### Requirement
Please rescale the listing below, beginning at the line that has "In the photo above, where can the wooden" and stopping after its final line. Write out each of those lines again, requests included and left unchanged, with every x and y coordinate in the answers multiplied by 0.75 and rounded to a whole number, halves rounded up.

### Given entries
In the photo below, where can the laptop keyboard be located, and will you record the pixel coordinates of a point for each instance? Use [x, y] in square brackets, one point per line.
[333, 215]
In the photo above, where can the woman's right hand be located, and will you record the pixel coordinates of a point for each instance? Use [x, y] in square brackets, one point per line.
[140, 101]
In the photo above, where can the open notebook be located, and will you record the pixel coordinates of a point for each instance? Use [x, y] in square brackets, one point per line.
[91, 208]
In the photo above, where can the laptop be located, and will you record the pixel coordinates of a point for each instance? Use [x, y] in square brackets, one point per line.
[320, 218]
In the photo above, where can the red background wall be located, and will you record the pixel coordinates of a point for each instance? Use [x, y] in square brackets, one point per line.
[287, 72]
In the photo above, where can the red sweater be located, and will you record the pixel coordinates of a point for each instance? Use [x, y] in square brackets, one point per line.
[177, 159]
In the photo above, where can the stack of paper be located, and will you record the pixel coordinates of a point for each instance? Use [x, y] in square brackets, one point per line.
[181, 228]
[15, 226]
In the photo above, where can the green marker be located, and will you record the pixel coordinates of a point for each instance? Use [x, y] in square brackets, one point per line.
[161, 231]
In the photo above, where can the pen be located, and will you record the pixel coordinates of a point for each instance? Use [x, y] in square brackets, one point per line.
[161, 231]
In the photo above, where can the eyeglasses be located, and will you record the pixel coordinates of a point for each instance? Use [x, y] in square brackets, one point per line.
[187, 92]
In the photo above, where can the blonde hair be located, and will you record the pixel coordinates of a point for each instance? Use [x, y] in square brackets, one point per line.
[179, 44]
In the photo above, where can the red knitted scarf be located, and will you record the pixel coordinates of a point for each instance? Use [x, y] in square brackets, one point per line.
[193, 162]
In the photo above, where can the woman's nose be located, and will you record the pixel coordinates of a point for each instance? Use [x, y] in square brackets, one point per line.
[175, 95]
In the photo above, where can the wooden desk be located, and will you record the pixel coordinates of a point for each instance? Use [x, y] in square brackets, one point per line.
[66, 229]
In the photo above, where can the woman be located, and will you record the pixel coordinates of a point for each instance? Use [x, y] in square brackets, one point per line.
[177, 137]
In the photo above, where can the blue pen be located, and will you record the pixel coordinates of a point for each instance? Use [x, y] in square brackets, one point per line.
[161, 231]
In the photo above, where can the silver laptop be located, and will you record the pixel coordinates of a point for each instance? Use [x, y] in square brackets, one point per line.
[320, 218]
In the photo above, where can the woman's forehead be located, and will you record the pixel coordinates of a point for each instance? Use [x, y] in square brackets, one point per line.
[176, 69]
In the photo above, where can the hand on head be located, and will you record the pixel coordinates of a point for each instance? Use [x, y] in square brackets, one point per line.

### Result of this exercise
In the photo above, where can the wooden desk be located, and will you record the pixel coordinates of a point for each instance? Use [x, y] in square brackets, one point per line.
[50, 172]
In the photo above, where can the woman be located, and will you record the pixel coordinates of a point for each instance? Use [x, y] in square brackets, one point per line.
[133, 103]
In the photo above, where can the blue pen be located, and will you record the pixel coordinates of a point for each instance? Use [x, y] in square brackets, one point per line.
[121, 173]
In the photo above, where can the silver laptop be located, and will you record the pixel coordinates of a point for each instance? Use [x, y] in square brackets, one point per line.
[240, 164]
In the photo above, where can the woman's forehead be located, and will you record the pixel coordinates of a point for each instance? Use [x, y] in square brackets, one point per line.
[132, 52]
In the photo above, where can the hand on head be located, and will you record the pixel coordinates of a point for each instance? Use [x, y] in square brackets, one point per line.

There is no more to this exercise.